--- MATERIAL DO EXERCÍCIO ---

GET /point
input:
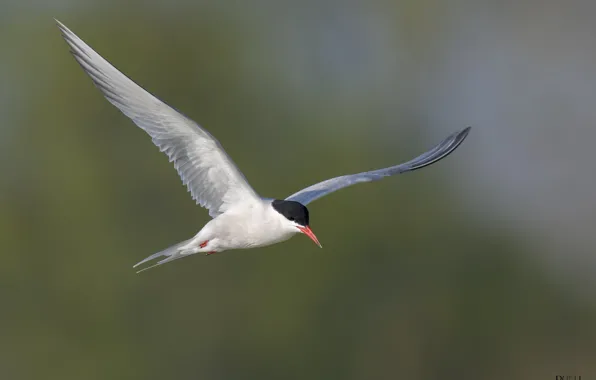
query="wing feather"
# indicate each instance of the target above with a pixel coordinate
(440, 151)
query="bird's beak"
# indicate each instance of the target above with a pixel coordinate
(308, 232)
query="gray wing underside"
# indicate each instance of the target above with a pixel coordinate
(442, 150)
(212, 178)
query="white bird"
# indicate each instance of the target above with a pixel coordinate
(241, 218)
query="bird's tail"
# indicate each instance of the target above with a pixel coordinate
(171, 253)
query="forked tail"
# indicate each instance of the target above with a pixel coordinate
(172, 253)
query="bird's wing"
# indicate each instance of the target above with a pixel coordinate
(321, 189)
(209, 173)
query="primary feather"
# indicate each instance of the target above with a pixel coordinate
(209, 173)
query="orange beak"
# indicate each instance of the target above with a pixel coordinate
(308, 232)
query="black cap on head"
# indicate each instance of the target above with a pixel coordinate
(293, 211)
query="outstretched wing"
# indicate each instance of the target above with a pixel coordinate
(321, 189)
(209, 173)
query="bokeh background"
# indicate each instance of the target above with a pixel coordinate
(480, 267)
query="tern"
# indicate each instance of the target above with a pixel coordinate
(240, 217)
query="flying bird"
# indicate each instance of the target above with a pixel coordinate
(240, 217)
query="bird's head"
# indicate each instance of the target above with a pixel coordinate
(295, 217)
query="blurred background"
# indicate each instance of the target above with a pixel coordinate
(481, 266)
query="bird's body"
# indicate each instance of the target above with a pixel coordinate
(241, 218)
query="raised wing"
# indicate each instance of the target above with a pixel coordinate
(209, 173)
(321, 189)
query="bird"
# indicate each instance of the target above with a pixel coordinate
(240, 217)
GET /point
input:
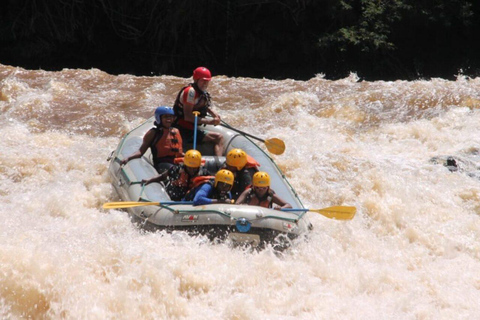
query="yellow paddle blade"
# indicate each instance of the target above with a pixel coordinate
(338, 212)
(275, 146)
(128, 204)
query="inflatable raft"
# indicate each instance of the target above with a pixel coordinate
(242, 224)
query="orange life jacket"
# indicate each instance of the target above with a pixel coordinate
(202, 103)
(251, 162)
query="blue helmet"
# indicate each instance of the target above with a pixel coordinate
(160, 111)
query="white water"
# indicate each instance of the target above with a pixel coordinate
(411, 252)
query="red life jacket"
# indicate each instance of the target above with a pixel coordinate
(201, 103)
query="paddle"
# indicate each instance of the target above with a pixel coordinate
(196, 113)
(338, 212)
(130, 204)
(274, 145)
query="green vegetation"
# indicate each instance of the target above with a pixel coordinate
(378, 39)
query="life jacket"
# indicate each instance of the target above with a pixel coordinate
(179, 160)
(266, 201)
(252, 163)
(197, 183)
(202, 103)
(165, 144)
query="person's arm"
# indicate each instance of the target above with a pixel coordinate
(279, 201)
(147, 139)
(216, 117)
(201, 197)
(245, 180)
(180, 144)
(189, 103)
(241, 199)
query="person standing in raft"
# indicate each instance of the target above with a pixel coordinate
(243, 167)
(217, 191)
(195, 97)
(182, 177)
(261, 194)
(164, 141)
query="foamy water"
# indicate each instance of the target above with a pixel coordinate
(411, 252)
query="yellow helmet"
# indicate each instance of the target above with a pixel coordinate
(237, 158)
(193, 159)
(261, 179)
(224, 176)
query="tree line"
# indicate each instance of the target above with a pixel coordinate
(378, 39)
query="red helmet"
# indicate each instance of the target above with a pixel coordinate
(202, 73)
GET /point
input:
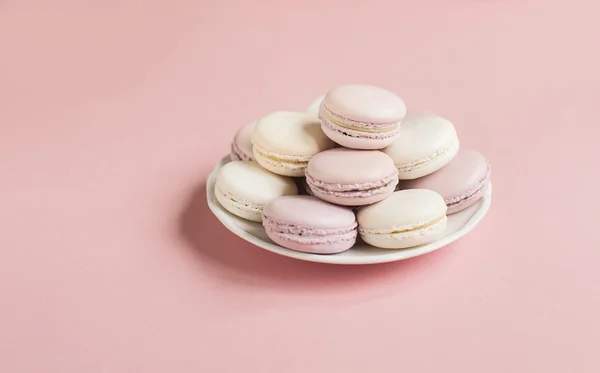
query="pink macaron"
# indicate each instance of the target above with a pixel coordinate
(461, 183)
(361, 116)
(307, 224)
(351, 177)
(241, 146)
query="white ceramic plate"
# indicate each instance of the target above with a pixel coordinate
(459, 224)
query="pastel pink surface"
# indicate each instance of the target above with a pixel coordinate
(465, 177)
(112, 114)
(241, 147)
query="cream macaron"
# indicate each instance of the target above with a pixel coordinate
(284, 142)
(244, 188)
(426, 142)
(406, 219)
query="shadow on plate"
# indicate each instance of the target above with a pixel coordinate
(235, 260)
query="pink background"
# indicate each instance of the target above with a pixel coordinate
(113, 114)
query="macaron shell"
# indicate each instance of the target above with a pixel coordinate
(307, 224)
(404, 209)
(466, 172)
(426, 141)
(241, 183)
(351, 177)
(353, 142)
(242, 143)
(315, 106)
(291, 134)
(407, 240)
(430, 166)
(325, 248)
(365, 103)
(242, 209)
(310, 212)
(293, 166)
(346, 166)
(468, 201)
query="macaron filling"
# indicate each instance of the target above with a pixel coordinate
(406, 231)
(301, 161)
(382, 186)
(410, 166)
(238, 203)
(307, 235)
(454, 201)
(358, 133)
(237, 153)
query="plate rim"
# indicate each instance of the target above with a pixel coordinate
(393, 256)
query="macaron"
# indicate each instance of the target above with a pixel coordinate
(307, 224)
(314, 107)
(241, 146)
(361, 116)
(284, 142)
(243, 188)
(427, 142)
(406, 219)
(351, 177)
(461, 182)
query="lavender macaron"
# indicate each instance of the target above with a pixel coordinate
(361, 116)
(461, 183)
(351, 177)
(307, 224)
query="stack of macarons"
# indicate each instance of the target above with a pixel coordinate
(354, 164)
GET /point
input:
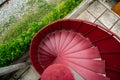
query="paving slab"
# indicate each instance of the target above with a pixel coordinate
(98, 22)
(86, 16)
(108, 19)
(96, 9)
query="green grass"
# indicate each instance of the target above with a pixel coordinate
(22, 25)
(13, 48)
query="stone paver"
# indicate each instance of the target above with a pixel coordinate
(116, 28)
(95, 13)
(98, 22)
(108, 19)
(31, 74)
(96, 9)
(86, 16)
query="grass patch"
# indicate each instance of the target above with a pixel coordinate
(14, 48)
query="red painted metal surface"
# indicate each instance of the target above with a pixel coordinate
(78, 37)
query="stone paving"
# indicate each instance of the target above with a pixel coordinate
(98, 13)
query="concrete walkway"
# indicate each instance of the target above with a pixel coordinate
(98, 13)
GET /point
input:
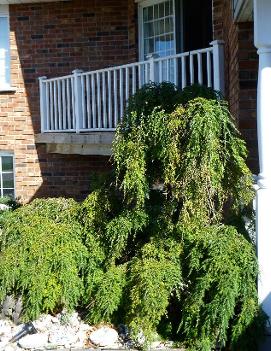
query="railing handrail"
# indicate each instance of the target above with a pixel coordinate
(129, 65)
(96, 100)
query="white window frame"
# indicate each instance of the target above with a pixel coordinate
(141, 5)
(6, 85)
(8, 154)
(242, 10)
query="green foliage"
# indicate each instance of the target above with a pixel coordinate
(222, 299)
(163, 96)
(195, 91)
(154, 275)
(42, 256)
(107, 294)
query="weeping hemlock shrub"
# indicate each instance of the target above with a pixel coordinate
(151, 247)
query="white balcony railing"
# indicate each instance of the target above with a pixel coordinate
(95, 101)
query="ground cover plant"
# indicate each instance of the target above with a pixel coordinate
(160, 244)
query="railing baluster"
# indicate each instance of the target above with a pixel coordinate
(134, 79)
(168, 69)
(109, 99)
(200, 75)
(191, 62)
(140, 76)
(73, 104)
(51, 106)
(43, 104)
(96, 100)
(64, 106)
(88, 102)
(121, 92)
(175, 72)
(160, 71)
(184, 82)
(104, 101)
(47, 106)
(99, 106)
(93, 96)
(55, 107)
(59, 107)
(127, 83)
(84, 124)
(209, 70)
(69, 103)
(115, 99)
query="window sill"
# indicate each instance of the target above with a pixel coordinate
(7, 89)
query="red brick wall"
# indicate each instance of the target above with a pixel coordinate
(53, 39)
(240, 71)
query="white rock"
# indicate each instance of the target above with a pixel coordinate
(104, 336)
(83, 327)
(4, 207)
(73, 320)
(5, 328)
(43, 323)
(35, 341)
(157, 345)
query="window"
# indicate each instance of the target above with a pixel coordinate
(242, 10)
(4, 48)
(157, 27)
(7, 187)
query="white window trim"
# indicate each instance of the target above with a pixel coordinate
(9, 154)
(6, 86)
(141, 5)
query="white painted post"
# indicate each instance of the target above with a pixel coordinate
(262, 39)
(43, 106)
(78, 112)
(152, 73)
(218, 65)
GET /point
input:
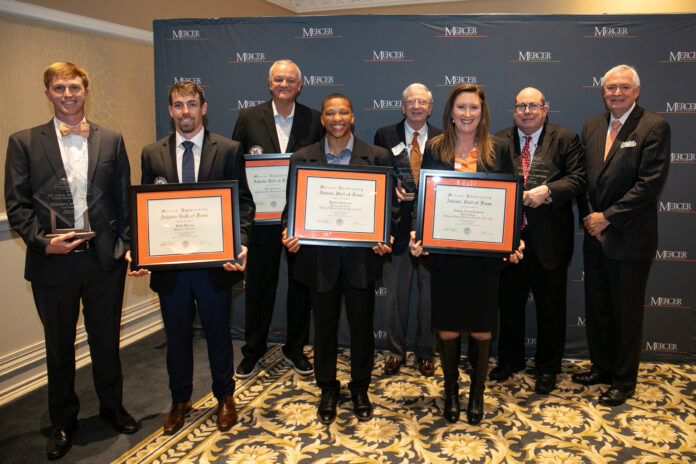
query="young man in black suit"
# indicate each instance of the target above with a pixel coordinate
(627, 156)
(280, 125)
(192, 154)
(550, 158)
(65, 269)
(333, 272)
(406, 142)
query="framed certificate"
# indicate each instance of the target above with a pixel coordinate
(469, 213)
(337, 205)
(184, 226)
(267, 178)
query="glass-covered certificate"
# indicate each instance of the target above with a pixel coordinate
(68, 204)
(469, 213)
(267, 178)
(339, 205)
(184, 226)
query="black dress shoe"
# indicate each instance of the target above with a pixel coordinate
(503, 372)
(545, 383)
(327, 406)
(591, 378)
(615, 396)
(362, 408)
(60, 441)
(120, 419)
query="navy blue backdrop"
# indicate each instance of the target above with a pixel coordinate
(372, 58)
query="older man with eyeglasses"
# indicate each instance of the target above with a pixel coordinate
(551, 160)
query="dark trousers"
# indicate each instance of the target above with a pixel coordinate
(614, 306)
(101, 293)
(398, 273)
(263, 262)
(194, 289)
(549, 289)
(360, 307)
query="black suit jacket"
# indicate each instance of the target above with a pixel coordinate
(388, 137)
(550, 226)
(33, 160)
(221, 159)
(256, 126)
(627, 185)
(319, 267)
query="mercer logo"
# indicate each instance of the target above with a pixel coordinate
(320, 32)
(241, 104)
(251, 56)
(683, 157)
(458, 80)
(665, 301)
(660, 346)
(608, 31)
(682, 56)
(460, 31)
(195, 80)
(388, 55)
(674, 207)
(186, 34)
(679, 107)
(671, 255)
(386, 104)
(318, 81)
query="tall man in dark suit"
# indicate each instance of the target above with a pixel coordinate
(550, 158)
(627, 155)
(335, 272)
(281, 125)
(406, 141)
(192, 154)
(65, 269)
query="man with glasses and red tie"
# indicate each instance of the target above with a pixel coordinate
(406, 142)
(550, 158)
(627, 155)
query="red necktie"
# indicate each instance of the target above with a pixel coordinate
(415, 157)
(82, 129)
(611, 137)
(526, 164)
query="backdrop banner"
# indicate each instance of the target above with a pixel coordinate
(371, 59)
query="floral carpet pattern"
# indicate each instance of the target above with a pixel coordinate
(278, 423)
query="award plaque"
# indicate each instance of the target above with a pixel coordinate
(339, 205)
(267, 178)
(67, 216)
(469, 213)
(184, 226)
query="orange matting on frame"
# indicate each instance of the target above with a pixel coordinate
(143, 232)
(301, 205)
(428, 220)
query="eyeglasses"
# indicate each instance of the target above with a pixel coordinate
(532, 107)
(421, 102)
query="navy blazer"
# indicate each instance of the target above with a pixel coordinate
(627, 186)
(389, 137)
(33, 160)
(221, 159)
(319, 267)
(550, 226)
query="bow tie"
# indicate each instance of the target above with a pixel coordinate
(82, 129)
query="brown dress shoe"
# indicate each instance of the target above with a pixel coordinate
(391, 365)
(227, 413)
(426, 367)
(175, 419)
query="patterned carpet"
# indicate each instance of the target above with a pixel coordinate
(277, 422)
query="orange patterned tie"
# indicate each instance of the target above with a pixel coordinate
(415, 157)
(611, 137)
(82, 129)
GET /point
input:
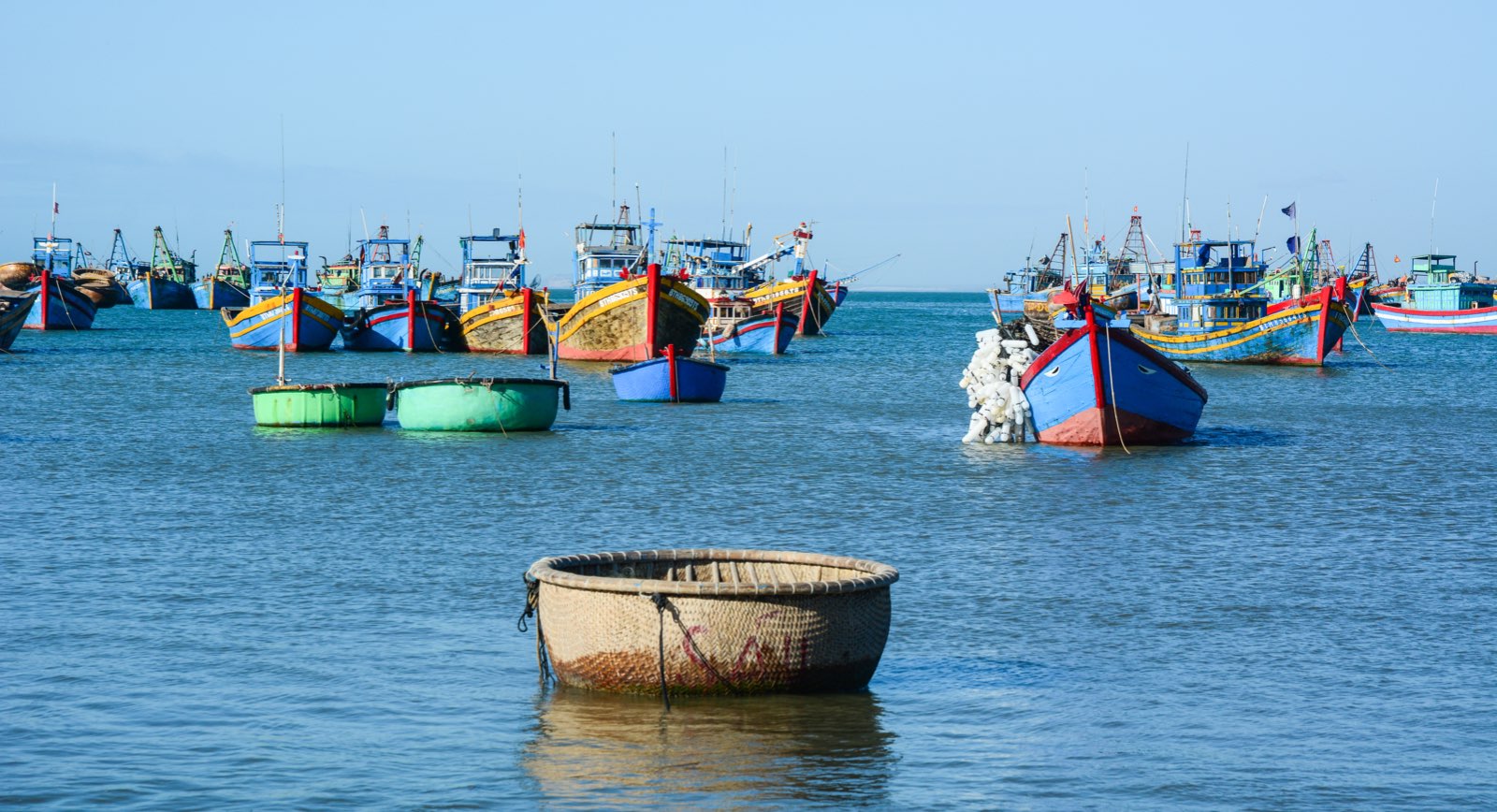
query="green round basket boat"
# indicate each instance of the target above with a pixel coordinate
(319, 405)
(479, 403)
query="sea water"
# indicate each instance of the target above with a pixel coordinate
(1295, 609)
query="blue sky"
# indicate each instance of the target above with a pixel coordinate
(955, 134)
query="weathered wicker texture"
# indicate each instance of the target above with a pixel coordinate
(790, 620)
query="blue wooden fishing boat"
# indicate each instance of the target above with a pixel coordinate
(1441, 300)
(228, 283)
(167, 282)
(671, 378)
(282, 311)
(391, 315)
(14, 308)
(498, 312)
(59, 304)
(1222, 315)
(722, 273)
(1099, 385)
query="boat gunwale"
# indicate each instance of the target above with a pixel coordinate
(316, 386)
(556, 383)
(548, 571)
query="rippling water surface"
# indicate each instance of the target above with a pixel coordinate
(1294, 610)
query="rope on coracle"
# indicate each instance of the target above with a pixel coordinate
(533, 610)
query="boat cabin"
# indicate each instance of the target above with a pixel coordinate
(1217, 285)
(1439, 286)
(491, 264)
(276, 267)
(54, 254)
(606, 254)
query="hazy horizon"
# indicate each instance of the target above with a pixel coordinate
(960, 137)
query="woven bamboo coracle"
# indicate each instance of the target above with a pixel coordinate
(713, 620)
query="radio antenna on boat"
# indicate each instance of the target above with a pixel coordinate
(1432, 214)
(1185, 196)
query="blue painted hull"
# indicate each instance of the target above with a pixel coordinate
(761, 334)
(12, 316)
(303, 321)
(1291, 336)
(388, 326)
(161, 294)
(695, 381)
(64, 308)
(1104, 386)
(214, 294)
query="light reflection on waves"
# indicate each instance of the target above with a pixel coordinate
(828, 749)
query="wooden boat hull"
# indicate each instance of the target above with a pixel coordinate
(319, 405)
(1102, 386)
(1295, 334)
(633, 319)
(216, 294)
(746, 620)
(479, 403)
(1407, 319)
(403, 326)
(671, 379)
(161, 294)
(64, 308)
(303, 321)
(806, 300)
(514, 324)
(12, 316)
(763, 334)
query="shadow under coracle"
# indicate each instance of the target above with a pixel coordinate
(593, 747)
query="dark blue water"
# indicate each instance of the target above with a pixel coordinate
(1295, 610)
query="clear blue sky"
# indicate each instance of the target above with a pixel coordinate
(954, 134)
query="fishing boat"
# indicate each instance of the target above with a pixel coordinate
(498, 311)
(1441, 300)
(1035, 282)
(621, 313)
(339, 282)
(60, 303)
(803, 293)
(1099, 385)
(1222, 316)
(479, 403)
(722, 273)
(14, 308)
(391, 315)
(228, 285)
(671, 379)
(282, 312)
(167, 282)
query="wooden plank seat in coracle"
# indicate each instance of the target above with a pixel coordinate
(711, 620)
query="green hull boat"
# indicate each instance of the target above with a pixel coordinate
(319, 405)
(479, 403)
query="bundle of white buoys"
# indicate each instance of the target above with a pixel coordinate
(1000, 411)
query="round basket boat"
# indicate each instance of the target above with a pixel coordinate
(711, 620)
(479, 403)
(319, 405)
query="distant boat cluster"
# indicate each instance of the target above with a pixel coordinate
(1090, 346)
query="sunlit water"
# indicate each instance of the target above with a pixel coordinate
(1297, 609)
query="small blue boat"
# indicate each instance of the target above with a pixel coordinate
(1099, 385)
(1441, 300)
(393, 316)
(673, 379)
(12, 316)
(60, 304)
(282, 311)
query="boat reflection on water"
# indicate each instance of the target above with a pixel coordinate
(726, 751)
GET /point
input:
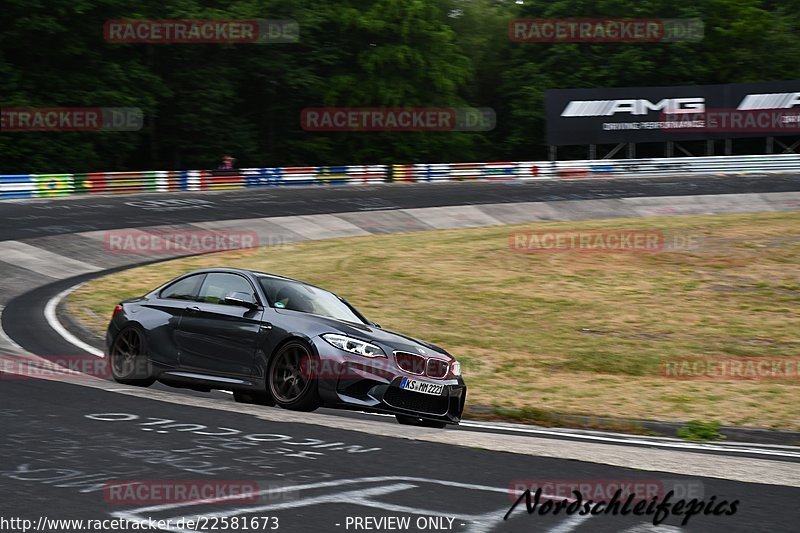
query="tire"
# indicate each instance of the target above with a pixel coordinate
(290, 378)
(419, 422)
(256, 398)
(128, 358)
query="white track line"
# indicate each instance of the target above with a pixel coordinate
(5, 336)
(52, 319)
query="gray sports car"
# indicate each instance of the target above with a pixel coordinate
(278, 341)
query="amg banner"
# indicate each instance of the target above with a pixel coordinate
(682, 113)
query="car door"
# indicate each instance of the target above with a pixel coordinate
(217, 338)
(163, 317)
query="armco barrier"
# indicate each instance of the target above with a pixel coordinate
(44, 185)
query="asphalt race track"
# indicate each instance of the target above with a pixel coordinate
(34, 218)
(65, 440)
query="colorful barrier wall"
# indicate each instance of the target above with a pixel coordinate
(45, 185)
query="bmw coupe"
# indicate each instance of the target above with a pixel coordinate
(273, 340)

--- RESULTADO ESPERADO ---
Extraia do material todas as linhas que contêm a string "helmet", copiando cada uma delas.

--- RESOLUÇÃO ---
query="blue helmet"
query="yellow helmet"
query="red helmet"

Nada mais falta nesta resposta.